任务简述 A:
根据下面关于威灵顿公爵与拿破仑战争的文段回答问题,每题一行:
(i) 威灵顿公爵渡过北海时乘坐的是哪艘船?
(ii) 拿破仑被打败后流亡到了哪里?
(iii) 拿破仑的退位结束了持续多久的战争?
***** 所给文段 *****
1814年夏季,威灵顿公爵阁下从伦敦前往巴黎,担任英国驻路易十八新政权的大使。他原本可以选择从多佛到加来的较短路线,却登上了英国皇家海军的一艘双桅横帆船“狮鹫”号,渡过北海,来到贝亨奥普佐姆。他访问了新近建立的荷兰王国。这是个非常尴尬的新发明,半是法兰西人,半是荷兰人;半是天主教徒,半是新教徒;位于法国以北。英国在这个新国家派驻军队,以保障它能继续存在。公爵奉命去视察荷法边境的防御工事。陪伴在他身侧的是“苗条的比利”,或称“小青蛙”,他是荷兰王储,二十三岁的威廉王子。他曾在公爵麾下参加半岛战争,所以自信拥有军事才华。公爵花了两周时间巡视边境地带,提议修复一些城镇的防御工事,但他应当没有想到,近期会爆发一场新的对法战争。
拿破仑毕竟已经被打败,并流亡到地中海的小岛厄尔巴了。法国又一次成为王国。战争结束了,外交官们正在维也纳缔结新条约,重新划定欧洲各国的疆界,以确保不会有一场新的战争摧残欧洲大陆。
欧洲在之前的战争中已经遍体鳞伤。拿破仑的退位结束了自法国大革命以来长达二十一年的战争。欧洲旧的君主制政权为法国大革命而心惊胆寒,并因路易十六及其王后玛丽·安托瓦内特被处决而震惊不已。各君主国害怕革命思潮会蔓延到自己的国土,于是投入了战争。
他们原以为能够迅速击败衣衫褴褛的法国革命军队,不料却引发了一场世界大战,在此期间华盛顿和莫斯科均遭焚毁。印度、巴勒斯坦、西印度群岛、埃及和南美洲均燃起战火,但欧洲遭受的苦难最重。法国抵挡住了敌人起初的猛攻,生存下来。在革命的混乱中,崛起了一位天才、一位军阀、一位皇帝。拿破仑的大军击溃了普鲁士、奥地利和俄国军队,从波罗的海之滨杀到西班牙南岸。拿破仑皇帝庸碌无能的兄弟们被扶植到半个欧洲的王座上。数百万人在战火中丧生,但在二十多年之后,战争终于落幕了。军阀成了笼中困兽。
***** 清单 *****
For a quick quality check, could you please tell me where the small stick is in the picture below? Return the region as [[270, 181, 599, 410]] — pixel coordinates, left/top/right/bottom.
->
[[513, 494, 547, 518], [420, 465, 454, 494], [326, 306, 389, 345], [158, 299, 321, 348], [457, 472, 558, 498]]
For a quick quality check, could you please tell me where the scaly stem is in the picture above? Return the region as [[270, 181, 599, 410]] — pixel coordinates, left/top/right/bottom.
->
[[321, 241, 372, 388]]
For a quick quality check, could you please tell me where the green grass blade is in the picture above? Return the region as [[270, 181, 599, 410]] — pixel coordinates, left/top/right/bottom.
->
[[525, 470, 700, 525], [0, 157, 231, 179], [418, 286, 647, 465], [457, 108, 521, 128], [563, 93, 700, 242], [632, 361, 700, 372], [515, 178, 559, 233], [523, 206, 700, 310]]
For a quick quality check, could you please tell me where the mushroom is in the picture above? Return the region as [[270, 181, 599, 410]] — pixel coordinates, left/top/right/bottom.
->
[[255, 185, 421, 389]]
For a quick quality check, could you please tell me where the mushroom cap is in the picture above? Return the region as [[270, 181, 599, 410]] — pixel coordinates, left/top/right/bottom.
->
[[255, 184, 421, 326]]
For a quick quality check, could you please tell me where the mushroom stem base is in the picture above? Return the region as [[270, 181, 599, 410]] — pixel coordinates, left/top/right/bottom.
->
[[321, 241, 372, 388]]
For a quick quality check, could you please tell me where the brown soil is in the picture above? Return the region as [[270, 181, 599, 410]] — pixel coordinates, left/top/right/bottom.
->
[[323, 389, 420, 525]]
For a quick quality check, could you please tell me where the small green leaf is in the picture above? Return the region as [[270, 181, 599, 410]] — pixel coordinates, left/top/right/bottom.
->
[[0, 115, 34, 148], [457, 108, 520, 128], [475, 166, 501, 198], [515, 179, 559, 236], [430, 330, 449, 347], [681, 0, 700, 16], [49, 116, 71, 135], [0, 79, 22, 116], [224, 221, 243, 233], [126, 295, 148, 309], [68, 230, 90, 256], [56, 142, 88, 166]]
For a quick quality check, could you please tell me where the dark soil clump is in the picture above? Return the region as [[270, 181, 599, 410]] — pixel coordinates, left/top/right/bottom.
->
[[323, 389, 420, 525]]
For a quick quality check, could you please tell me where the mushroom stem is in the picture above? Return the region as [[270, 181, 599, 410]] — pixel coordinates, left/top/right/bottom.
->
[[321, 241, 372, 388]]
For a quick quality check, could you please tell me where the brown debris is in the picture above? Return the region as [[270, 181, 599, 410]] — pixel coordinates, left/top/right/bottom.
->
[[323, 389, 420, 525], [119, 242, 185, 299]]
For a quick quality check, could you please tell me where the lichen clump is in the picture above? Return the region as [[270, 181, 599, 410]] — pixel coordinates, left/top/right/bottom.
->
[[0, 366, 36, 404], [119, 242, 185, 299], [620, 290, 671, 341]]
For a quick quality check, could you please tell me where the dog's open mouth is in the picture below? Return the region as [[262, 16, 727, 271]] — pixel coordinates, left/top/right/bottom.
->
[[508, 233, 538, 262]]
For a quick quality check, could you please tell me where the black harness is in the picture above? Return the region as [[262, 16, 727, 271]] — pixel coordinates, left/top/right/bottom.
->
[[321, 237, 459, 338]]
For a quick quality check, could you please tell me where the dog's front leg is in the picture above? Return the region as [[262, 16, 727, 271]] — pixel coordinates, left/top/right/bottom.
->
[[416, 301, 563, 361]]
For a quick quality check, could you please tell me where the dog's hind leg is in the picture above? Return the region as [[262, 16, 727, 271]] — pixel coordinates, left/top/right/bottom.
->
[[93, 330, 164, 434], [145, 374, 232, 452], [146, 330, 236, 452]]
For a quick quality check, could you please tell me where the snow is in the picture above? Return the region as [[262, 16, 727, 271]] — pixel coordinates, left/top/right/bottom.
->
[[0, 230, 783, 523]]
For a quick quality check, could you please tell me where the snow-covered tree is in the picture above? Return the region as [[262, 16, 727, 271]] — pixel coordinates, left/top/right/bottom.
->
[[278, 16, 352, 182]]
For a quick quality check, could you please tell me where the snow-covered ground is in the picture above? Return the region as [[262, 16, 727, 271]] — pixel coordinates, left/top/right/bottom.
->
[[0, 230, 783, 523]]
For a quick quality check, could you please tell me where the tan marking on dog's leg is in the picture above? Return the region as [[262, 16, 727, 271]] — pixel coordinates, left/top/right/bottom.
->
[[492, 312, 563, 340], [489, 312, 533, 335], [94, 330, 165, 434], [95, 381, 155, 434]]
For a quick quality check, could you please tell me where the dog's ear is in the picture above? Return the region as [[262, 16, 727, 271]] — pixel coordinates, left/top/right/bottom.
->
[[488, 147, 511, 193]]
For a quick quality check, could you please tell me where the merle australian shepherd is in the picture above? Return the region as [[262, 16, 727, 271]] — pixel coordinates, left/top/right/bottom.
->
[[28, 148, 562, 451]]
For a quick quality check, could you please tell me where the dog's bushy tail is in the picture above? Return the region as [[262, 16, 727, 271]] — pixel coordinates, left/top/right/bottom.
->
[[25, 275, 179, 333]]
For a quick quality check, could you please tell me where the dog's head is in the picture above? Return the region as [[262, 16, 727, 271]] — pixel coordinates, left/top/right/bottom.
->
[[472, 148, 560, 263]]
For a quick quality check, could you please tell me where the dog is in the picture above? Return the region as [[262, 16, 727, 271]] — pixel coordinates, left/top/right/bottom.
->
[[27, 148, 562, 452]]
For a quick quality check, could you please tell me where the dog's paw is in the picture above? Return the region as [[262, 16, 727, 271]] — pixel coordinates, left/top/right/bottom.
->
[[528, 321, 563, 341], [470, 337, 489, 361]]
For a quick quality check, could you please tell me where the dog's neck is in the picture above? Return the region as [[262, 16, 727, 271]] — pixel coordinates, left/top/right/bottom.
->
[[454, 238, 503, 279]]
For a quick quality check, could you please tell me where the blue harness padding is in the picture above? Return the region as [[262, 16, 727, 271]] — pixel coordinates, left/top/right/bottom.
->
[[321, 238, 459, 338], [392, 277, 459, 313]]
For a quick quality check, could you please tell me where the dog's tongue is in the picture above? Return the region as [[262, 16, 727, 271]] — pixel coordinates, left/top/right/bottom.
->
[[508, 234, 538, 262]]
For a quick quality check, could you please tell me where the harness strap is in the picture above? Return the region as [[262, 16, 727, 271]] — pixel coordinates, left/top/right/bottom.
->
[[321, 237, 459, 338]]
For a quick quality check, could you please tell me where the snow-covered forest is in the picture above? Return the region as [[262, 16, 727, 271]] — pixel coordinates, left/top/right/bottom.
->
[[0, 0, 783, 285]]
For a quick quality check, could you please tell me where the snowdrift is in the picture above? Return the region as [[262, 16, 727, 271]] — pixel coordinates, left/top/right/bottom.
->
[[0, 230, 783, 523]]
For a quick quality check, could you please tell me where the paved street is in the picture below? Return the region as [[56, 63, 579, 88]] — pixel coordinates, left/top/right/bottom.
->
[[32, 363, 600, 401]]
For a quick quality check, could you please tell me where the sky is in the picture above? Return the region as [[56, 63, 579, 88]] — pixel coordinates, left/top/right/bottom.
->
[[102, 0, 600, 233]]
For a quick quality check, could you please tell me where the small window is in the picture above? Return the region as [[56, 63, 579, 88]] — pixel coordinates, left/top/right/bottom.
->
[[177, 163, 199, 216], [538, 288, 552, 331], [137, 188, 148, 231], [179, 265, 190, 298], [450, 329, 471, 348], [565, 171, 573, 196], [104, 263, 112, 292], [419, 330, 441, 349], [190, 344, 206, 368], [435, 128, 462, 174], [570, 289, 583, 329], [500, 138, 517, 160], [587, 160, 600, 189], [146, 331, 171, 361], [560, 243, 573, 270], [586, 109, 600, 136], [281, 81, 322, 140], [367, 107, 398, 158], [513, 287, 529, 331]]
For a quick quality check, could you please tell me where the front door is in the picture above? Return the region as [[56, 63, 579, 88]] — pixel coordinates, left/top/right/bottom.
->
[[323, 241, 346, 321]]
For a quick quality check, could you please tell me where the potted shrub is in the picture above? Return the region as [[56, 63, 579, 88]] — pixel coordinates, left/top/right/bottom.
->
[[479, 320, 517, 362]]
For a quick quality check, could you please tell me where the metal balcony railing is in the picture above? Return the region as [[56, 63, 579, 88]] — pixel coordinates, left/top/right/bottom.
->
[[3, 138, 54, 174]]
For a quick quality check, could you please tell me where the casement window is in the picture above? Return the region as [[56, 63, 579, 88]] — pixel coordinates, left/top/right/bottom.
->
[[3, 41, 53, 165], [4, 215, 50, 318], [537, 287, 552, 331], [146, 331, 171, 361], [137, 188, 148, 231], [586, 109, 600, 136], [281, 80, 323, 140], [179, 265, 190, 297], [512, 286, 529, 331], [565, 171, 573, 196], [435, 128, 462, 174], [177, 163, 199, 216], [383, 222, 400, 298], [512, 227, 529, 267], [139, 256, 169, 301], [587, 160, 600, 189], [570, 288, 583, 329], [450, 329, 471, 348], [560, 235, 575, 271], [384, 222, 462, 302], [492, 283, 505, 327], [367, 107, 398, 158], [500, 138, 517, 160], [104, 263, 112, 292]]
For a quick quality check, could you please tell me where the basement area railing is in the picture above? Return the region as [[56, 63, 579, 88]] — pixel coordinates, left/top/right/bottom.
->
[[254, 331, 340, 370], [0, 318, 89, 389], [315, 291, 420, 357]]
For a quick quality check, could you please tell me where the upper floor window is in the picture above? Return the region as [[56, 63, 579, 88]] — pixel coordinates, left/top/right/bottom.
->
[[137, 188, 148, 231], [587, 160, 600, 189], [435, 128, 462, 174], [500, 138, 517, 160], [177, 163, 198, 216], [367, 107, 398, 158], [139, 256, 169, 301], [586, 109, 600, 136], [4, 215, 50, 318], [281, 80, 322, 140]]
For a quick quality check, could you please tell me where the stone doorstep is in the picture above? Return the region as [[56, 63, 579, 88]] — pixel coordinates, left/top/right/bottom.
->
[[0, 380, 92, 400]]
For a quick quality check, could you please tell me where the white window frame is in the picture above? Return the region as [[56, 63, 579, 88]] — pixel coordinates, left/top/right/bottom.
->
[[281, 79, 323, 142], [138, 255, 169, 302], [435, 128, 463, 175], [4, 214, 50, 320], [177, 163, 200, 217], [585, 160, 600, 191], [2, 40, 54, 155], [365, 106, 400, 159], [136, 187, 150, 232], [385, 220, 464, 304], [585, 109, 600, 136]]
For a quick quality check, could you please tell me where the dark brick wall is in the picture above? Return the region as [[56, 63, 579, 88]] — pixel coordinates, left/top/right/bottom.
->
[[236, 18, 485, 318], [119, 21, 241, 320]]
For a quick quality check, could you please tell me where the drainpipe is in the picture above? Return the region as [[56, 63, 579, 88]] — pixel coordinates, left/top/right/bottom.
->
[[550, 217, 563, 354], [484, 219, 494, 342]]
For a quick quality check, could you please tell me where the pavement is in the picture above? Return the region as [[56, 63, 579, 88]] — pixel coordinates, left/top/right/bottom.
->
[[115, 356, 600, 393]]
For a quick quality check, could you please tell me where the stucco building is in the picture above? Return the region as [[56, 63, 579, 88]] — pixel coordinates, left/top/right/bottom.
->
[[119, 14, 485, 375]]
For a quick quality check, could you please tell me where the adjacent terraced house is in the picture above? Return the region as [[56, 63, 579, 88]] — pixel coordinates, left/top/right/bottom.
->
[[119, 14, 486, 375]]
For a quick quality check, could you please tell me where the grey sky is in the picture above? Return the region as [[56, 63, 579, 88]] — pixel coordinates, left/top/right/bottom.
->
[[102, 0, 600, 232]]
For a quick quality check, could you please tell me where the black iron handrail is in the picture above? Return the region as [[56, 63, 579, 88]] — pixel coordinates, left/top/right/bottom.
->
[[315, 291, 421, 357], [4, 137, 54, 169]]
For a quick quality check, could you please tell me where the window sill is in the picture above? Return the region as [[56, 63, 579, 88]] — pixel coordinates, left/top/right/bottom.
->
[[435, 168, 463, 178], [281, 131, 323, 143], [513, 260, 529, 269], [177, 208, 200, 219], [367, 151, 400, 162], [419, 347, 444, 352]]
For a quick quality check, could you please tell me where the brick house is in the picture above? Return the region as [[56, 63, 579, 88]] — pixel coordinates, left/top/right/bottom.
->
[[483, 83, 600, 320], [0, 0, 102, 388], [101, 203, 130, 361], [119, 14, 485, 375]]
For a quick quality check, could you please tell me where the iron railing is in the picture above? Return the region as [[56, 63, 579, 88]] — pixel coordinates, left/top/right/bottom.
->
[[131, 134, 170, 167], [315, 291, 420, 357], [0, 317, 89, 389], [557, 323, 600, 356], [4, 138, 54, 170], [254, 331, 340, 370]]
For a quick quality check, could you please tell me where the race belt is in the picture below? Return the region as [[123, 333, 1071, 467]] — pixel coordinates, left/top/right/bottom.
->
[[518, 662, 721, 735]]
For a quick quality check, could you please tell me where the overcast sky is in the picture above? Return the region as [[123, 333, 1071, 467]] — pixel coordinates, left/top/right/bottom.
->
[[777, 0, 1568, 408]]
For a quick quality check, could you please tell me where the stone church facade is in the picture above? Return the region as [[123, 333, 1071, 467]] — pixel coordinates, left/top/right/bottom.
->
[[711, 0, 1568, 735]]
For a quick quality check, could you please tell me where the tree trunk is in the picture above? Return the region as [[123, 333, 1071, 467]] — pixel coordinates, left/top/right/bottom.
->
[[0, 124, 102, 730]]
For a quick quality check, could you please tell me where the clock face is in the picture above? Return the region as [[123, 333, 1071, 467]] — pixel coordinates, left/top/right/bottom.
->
*****
任务简述 B:
请原样输出清单中的几行:从包含“where the basement”的那一行开始,到包含“[[550, 217, 563, 354], [484, 219, 494, 342]]”的那一行结束,首尾两行都包括在内。

书面回答 A:
(i) 英国皇家海军的双桅横帆船“狮鹫”号。
(ii) 地中海的小岛厄尔巴。
(iii) 自法国大革命以来长达二十一年的战争。

书面回答 B:
For a quick quality check, could you please tell me where the basement area railing is in the picture above? Return the region as [[56, 63, 579, 88]] — pixel coordinates, left/top/right/bottom.
->
[[254, 331, 340, 370], [0, 318, 89, 389], [315, 291, 420, 357]]
For a quick quality check, could you please tell me where the upper floor window is in the picture above? Return the region as [[56, 63, 579, 88]] — pixel coordinates, left/top/right/bottom.
->
[[137, 188, 148, 231], [587, 160, 600, 189], [435, 128, 462, 174], [500, 138, 517, 160], [177, 163, 198, 216], [367, 107, 398, 158], [139, 256, 169, 301], [586, 109, 600, 136], [4, 215, 50, 318], [281, 80, 322, 140]]
For a quick quality check, could you please tell me where the stone doorstep is in the picture above? Return the region as [[56, 63, 579, 88]] — pixel coordinates, left/top/right/bottom.
->
[[0, 380, 92, 400]]
For a quick quality check, could you please tell me where the white window frame is in the picture above? Return the region as [[56, 63, 579, 88]] — pixel coordinates, left/top/right/bottom.
->
[[281, 79, 323, 142], [138, 255, 169, 302], [435, 128, 463, 175], [4, 214, 50, 320], [177, 163, 200, 217], [585, 160, 600, 191], [2, 40, 54, 155], [365, 106, 400, 159], [136, 187, 150, 232], [385, 220, 464, 304], [585, 109, 600, 136]]
For a quick quality check, could you please tell me where the dark brick wall is in the picture above? Return the region as [[56, 63, 579, 88]] — pixel coordinates, left/top/right/bottom.
->
[[236, 18, 485, 318], [119, 21, 241, 320]]
For a quick quality check, could you please tell me where the drainpipe is in the picture above? Return the region as [[56, 63, 579, 88]] — pixel coordinates, left/top/right/bottom.
->
[[550, 217, 563, 354], [484, 219, 494, 342]]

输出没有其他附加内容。